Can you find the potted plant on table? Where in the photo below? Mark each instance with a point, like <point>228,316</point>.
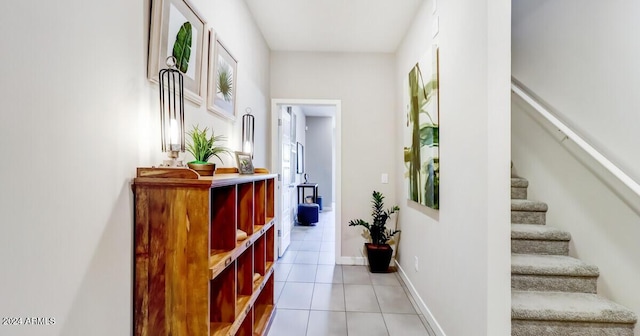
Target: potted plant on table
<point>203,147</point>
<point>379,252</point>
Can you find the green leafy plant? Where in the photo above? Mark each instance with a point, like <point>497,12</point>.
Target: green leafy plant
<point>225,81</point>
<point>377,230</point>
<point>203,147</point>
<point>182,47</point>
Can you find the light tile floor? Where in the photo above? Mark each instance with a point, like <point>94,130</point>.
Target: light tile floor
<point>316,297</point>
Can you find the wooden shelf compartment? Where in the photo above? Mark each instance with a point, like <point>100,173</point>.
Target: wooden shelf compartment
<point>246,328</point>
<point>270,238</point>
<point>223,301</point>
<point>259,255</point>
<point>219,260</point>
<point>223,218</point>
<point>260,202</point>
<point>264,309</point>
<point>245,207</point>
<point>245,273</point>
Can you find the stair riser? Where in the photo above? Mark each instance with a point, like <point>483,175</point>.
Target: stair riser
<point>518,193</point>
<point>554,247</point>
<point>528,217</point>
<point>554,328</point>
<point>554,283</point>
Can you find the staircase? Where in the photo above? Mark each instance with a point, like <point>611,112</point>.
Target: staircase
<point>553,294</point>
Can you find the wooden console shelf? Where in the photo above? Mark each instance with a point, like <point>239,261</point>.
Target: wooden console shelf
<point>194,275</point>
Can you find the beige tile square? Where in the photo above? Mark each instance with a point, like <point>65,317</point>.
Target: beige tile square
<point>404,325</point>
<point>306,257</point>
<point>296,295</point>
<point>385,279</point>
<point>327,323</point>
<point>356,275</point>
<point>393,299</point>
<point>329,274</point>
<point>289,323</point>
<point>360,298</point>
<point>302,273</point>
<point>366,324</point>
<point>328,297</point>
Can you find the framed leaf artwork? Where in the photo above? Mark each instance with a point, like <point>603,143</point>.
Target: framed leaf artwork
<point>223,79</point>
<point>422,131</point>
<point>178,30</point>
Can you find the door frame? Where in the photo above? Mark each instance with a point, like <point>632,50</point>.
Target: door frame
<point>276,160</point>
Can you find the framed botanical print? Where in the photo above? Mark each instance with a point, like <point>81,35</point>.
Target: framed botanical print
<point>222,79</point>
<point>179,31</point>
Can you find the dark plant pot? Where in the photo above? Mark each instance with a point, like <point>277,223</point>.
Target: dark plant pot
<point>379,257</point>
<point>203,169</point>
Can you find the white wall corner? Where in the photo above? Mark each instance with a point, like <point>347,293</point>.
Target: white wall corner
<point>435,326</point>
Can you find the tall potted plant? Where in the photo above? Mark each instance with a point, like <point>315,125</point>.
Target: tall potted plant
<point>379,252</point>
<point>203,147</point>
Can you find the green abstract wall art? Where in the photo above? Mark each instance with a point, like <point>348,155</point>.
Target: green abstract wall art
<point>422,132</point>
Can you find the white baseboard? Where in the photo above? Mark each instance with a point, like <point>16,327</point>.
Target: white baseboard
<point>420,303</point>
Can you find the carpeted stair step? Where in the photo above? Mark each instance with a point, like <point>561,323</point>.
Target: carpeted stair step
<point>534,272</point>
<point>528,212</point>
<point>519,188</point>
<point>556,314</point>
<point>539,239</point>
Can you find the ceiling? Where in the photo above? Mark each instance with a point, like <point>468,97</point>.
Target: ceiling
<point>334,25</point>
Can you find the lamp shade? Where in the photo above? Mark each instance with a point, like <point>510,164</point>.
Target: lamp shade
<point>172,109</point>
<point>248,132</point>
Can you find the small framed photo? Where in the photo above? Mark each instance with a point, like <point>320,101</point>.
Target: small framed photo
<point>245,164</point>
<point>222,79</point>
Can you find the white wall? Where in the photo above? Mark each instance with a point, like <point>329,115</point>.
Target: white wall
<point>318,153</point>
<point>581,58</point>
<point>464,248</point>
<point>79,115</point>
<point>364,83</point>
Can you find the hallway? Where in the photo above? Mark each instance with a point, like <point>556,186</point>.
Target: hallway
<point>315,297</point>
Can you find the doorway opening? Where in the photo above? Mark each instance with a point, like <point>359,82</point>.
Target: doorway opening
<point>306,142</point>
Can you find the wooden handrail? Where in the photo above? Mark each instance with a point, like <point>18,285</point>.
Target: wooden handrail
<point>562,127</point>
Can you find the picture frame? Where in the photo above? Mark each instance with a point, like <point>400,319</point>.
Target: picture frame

• [Exercise task]:
Return every row above word for word, leaving out the pictures.

• [Output of the exercise]:
Can you find the potted plant on table? Where in the photo below? Mark each instance with a point, like <point>228,316</point>.
Target: potted plant on table
<point>203,147</point>
<point>379,252</point>
Can you find the green leafy plant? Where in the photo above? Mark each instance with a point, like <point>497,12</point>.
Target: green leafy plant
<point>225,81</point>
<point>377,230</point>
<point>203,147</point>
<point>182,47</point>
Can you find the light tile floor? Where in the photo above? Mark each instance with a point, like <point>94,130</point>.
Target: light tile floor
<point>316,297</point>
Can you find the wooden shelf compartment? Where in the photo above? Mark each instance with a point, like <point>100,173</point>.
Target: wooden shelf compartment
<point>246,328</point>
<point>270,238</point>
<point>223,301</point>
<point>259,255</point>
<point>219,260</point>
<point>223,218</point>
<point>260,202</point>
<point>264,309</point>
<point>245,207</point>
<point>245,273</point>
Can you find the stair riser? Where in the photo above? Mark each instance with a point, like <point>483,175</point>.
Target: stair riser
<point>518,193</point>
<point>554,247</point>
<point>528,217</point>
<point>554,328</point>
<point>554,283</point>
Can you find the staircase? Where in the photo above? Mark each instance with a point, like <point>611,112</point>.
Target: staircase
<point>553,294</point>
Can you find the wooden console shelf? Where in the photo above? Mark each instance with a point, like <point>239,261</point>.
Target: wooden console shelf
<point>194,275</point>
Can you find the beige tile square? Where in the photo above? Mark each instance with a point, like <point>65,317</point>.
Target: beige tile square
<point>404,325</point>
<point>306,257</point>
<point>296,295</point>
<point>385,279</point>
<point>327,323</point>
<point>356,275</point>
<point>393,299</point>
<point>329,274</point>
<point>289,323</point>
<point>360,298</point>
<point>302,273</point>
<point>366,324</point>
<point>328,297</point>
Can you find the framed leaf artwork? Where in the photo above? Mark each instance with a point, like <point>603,143</point>.
Target: framed leaf artwork
<point>223,79</point>
<point>422,131</point>
<point>178,30</point>
Can you find the door frame? Where in the photo above? Mark each instance with a point, like <point>632,50</point>.
Target: door frame
<point>276,160</point>
Can you find the framed botanical print? Where in the photo above? Mark each instance with a point, like <point>81,35</point>.
Target: framed botanical print
<point>222,79</point>
<point>179,31</point>
Can you find the dark plant pot? Where in the photo above? Mark each instance with a point, like <point>277,223</point>.
Target: dark plant pot
<point>379,257</point>
<point>203,169</point>
Can you find the white wall corner? Where in the photo above? Mark each instance with a point, like <point>347,293</point>.
Target: white wall corner
<point>435,326</point>
Can you find the tall potted plant? Where in the photo above? Mark each instance with a point, like <point>315,125</point>.
Target: tall potted plant
<point>379,252</point>
<point>203,147</point>
Can you find the green abstract wall art? Where in the photo above? Mark each instance with a point, like <point>348,155</point>.
Target: green abstract wall art
<point>422,132</point>
Can you find the white baseboard? Where in the photo above? Mark each instance with a point, like <point>16,327</point>.
Target: white baseboard
<point>420,303</point>
Can you find the carpeted stair step? Where in the photo above? Mark each instance with a point, like <point>561,323</point>.
Target: carpeted stair step
<point>534,272</point>
<point>528,212</point>
<point>519,188</point>
<point>556,314</point>
<point>539,239</point>
Can you find the ceiling? Where in the photo above? Mark each instance with a point, like <point>468,97</point>.
Target: ceiling
<point>334,25</point>
Can you find the lamp shade? Where in the photo above? Mark each instance with a point, like <point>510,164</point>.
Target: lamp shade
<point>172,109</point>
<point>248,132</point>
Can you find the small framed photo? Where in the photo above? Mark each instance with a point, like <point>320,101</point>.
Target: small framed photo
<point>245,164</point>
<point>222,79</point>
Can you find the white wall? Where in the photo above? Mark each instance with a point, like <point>329,115</point>.
Target: white wall
<point>318,153</point>
<point>581,58</point>
<point>464,248</point>
<point>79,115</point>
<point>364,83</point>
Can you find the hallway? Where in the photo above? Mark each instance with a point, like <point>556,186</point>.
Target: hallway
<point>315,297</point>
Can you find the doorway opening? Where in the photo above? Mark each instance with a point, like <point>359,82</point>.
Target: doorway opening
<point>306,142</point>
Can you find the wooden handrail? Where in the photo above? Mark each instance with a point, like <point>18,285</point>.
Target: wooden handrail
<point>562,127</point>
Can you find the picture frame? Where in the photo above? Mark each instance with a point, like <point>400,319</point>.
Target: picture frame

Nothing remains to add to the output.